DOCUMENT:
<<<<

0x310 Arithmetic


Following are useful bitwise operations of set representations

  • $\emptyset: 0$
  • $\{ i \}: 1 << i$
  • $\{0, 1, …, n-1\}: (1<<n) -1$
  • $i \in S: (S >>i) \& 1$
  • $S \cup \{ i \} : S | 1 << i$
  • $S \ \{ i \}: S \& ~(1<<i)$
  • $S \cup T: S | T$
  • $S \cap T: S \& T$



Algorithm (Russian Peasant Method) multiply a, b by recursively doubling a and halve b, run in log complexity

(define (multi a b)
  (define (multi-iter a b s)
    (cond ((= b 1) (+ a s))
          ((even b) (multi-iter (double a) (halve b) s))
          (else (multi-iter a (- b 1) (+ s a)))))
  (multi-iter a b 0))

>>>>

DATASET RECORDS:
<<<<

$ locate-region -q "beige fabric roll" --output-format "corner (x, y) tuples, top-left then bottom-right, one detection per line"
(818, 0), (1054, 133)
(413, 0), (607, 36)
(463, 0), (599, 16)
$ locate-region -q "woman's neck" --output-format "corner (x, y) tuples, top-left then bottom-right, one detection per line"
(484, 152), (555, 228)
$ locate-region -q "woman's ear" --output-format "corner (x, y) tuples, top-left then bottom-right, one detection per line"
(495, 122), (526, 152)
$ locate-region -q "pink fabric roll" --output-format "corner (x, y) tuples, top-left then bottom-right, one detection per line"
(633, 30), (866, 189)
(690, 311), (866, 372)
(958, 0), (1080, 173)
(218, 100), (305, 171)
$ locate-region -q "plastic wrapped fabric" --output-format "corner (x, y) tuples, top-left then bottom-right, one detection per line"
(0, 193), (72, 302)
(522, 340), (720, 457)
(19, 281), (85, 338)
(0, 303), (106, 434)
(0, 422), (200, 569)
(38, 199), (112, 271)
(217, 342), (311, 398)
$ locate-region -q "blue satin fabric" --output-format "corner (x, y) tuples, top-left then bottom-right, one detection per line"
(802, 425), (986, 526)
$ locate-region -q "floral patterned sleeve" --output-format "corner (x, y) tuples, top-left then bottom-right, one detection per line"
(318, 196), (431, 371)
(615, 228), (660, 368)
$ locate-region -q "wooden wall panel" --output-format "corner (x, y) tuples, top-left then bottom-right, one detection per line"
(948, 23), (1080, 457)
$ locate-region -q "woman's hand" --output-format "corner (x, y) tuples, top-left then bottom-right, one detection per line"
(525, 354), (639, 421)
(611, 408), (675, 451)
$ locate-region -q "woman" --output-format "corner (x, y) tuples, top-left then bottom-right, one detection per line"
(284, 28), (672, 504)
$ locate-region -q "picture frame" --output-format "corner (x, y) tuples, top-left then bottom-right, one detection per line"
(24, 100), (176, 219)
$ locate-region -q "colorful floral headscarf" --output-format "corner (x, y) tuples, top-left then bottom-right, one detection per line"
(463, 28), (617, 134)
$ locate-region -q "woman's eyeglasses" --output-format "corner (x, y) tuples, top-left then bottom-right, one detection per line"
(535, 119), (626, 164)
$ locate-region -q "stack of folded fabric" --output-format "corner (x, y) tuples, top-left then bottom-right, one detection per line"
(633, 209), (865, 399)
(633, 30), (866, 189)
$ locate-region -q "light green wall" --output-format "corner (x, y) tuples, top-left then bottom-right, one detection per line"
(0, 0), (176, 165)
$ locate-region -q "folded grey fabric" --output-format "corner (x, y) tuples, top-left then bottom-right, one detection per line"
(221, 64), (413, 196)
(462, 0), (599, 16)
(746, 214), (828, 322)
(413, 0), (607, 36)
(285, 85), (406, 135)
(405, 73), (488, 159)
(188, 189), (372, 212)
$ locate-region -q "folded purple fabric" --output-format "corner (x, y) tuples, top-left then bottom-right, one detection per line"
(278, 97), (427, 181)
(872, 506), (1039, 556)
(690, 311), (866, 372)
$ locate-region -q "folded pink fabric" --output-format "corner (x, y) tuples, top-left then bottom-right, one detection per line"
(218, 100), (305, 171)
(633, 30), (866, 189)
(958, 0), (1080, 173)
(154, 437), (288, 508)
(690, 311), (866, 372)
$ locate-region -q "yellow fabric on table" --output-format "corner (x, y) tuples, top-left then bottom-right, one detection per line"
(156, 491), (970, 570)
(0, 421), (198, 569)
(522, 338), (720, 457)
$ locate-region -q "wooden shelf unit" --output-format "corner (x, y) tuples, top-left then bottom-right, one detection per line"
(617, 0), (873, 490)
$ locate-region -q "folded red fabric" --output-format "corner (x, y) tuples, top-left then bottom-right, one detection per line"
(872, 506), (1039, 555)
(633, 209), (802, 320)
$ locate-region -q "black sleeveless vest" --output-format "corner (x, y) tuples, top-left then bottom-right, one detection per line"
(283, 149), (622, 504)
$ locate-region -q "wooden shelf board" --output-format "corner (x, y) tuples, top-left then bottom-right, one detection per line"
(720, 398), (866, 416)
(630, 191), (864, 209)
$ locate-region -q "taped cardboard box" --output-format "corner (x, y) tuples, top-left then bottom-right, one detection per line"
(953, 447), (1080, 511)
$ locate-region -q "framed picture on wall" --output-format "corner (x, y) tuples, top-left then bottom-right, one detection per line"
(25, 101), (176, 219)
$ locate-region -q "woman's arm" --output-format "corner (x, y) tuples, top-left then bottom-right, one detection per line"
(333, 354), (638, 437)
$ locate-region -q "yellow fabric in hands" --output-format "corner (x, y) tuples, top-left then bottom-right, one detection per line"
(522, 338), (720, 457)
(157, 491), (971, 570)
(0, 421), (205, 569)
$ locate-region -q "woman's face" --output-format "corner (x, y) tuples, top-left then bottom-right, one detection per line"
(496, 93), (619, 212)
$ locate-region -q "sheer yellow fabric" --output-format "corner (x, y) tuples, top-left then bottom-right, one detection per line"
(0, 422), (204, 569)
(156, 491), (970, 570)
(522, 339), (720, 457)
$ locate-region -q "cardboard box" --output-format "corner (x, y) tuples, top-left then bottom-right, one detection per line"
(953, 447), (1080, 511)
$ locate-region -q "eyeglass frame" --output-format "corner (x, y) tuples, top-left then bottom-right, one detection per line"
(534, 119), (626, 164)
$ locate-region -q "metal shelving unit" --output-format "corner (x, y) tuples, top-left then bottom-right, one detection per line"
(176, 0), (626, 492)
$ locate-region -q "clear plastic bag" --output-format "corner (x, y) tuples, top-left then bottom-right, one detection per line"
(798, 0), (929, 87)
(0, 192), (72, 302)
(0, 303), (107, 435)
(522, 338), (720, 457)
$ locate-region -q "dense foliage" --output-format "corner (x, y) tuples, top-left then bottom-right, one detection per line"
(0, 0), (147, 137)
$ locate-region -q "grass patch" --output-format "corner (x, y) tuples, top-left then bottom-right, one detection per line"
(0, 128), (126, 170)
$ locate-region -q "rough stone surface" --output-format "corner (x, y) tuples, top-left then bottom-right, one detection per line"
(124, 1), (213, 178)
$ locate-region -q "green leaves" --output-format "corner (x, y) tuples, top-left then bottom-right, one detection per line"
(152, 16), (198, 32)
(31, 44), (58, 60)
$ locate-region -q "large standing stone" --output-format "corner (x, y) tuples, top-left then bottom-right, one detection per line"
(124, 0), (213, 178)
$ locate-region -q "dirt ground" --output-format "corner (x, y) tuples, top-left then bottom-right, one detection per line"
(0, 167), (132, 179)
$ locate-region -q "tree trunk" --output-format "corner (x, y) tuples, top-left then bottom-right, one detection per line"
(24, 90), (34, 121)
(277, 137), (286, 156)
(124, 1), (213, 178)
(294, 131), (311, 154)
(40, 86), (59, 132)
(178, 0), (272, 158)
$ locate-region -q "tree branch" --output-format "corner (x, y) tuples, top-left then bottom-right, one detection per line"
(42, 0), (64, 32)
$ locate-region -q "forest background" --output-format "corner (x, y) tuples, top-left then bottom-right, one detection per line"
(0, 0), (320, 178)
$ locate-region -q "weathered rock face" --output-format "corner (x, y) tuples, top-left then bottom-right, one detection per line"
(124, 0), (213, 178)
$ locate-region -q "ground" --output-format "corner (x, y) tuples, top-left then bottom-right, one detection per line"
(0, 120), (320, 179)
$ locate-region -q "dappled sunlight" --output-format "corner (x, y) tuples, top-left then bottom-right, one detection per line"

>>>>

PARTS OF THE EXERCISE:
1 > Copy out the arithmetic notes in full, word for word.
2 > Rewrite the stretch of rows from the first one through the line containing "(802, 425), (986, 526)", changing "fabric roll" to "cloth bolt" and leaving everything else intact. Return only those lines.

EXERCISE SOLUTIONS:
1 >
0x310 Arithmetic


Following are useful bitwise operations of set representations

  • $\emptyset: 0$
  • $\{ i \}: 1 << i$
  • $\{0, 1, …, n-1\}: (1<<n) -1$
  • $i \in S: (S >>i) \& 1$
  • $S \cup \{ i \} : S | 1 << i$
  • $S \ \{ i \}: S \& ~(1<<i)$
  • $S \cup T: S | T$
  • $S \cap T: S \& T$



Algorithm (Russian Peasant Method) multiply a, b by recursively doubling a and halve b, run in log complexity

(define (multi a b)
  (define (multi-iter a b s)
    (cond ((= b 1) (+ a s))
          ((even b) (multi-iter (double a) (halve b) s))
          (else (multi-iter a (- b 1) (+ s a)))))
  (multi-iter a b 0))

2 >
$ locate-region -q "beige cloth bolt" --output-format "corner (x, y) tuples, top-left then bottom-right, one detection per line"
(818, 0), (1054, 133)
(413, 0), (607, 36)
(463, 0), (599, 16)
$ locate-region -q "woman's neck" --output-format "corner (x, y) tuples, top-left then bottom-right, one detection per line"
(484, 152), (555, 228)
$ locate-region -q "woman's ear" --output-format "corner (x, y) tuples, top-left then bottom-right, one detection per line"
(495, 122), (526, 152)
$ locate-region -q "pink cloth bolt" --output-format "corner (x, y) tuples, top-left then bottom-right, one detection per line"
(633, 30), (866, 189)
(690, 311), (866, 372)
(958, 0), (1080, 173)
(218, 100), (305, 171)
$ locate-region -q "plastic wrapped fabric" --output-format "corner (x, y) tuples, top-left then bottom-right, one detection per line"
(0, 193), (72, 302)
(522, 340), (720, 457)
(19, 281), (85, 338)
(0, 303), (106, 434)
(0, 422), (200, 569)
(38, 199), (112, 271)
(217, 342), (311, 398)
$ locate-region -q "blue satin fabric" --output-format "corner (x, y) tuples, top-left then bottom-right, one detection per line"
(802, 425), (986, 526)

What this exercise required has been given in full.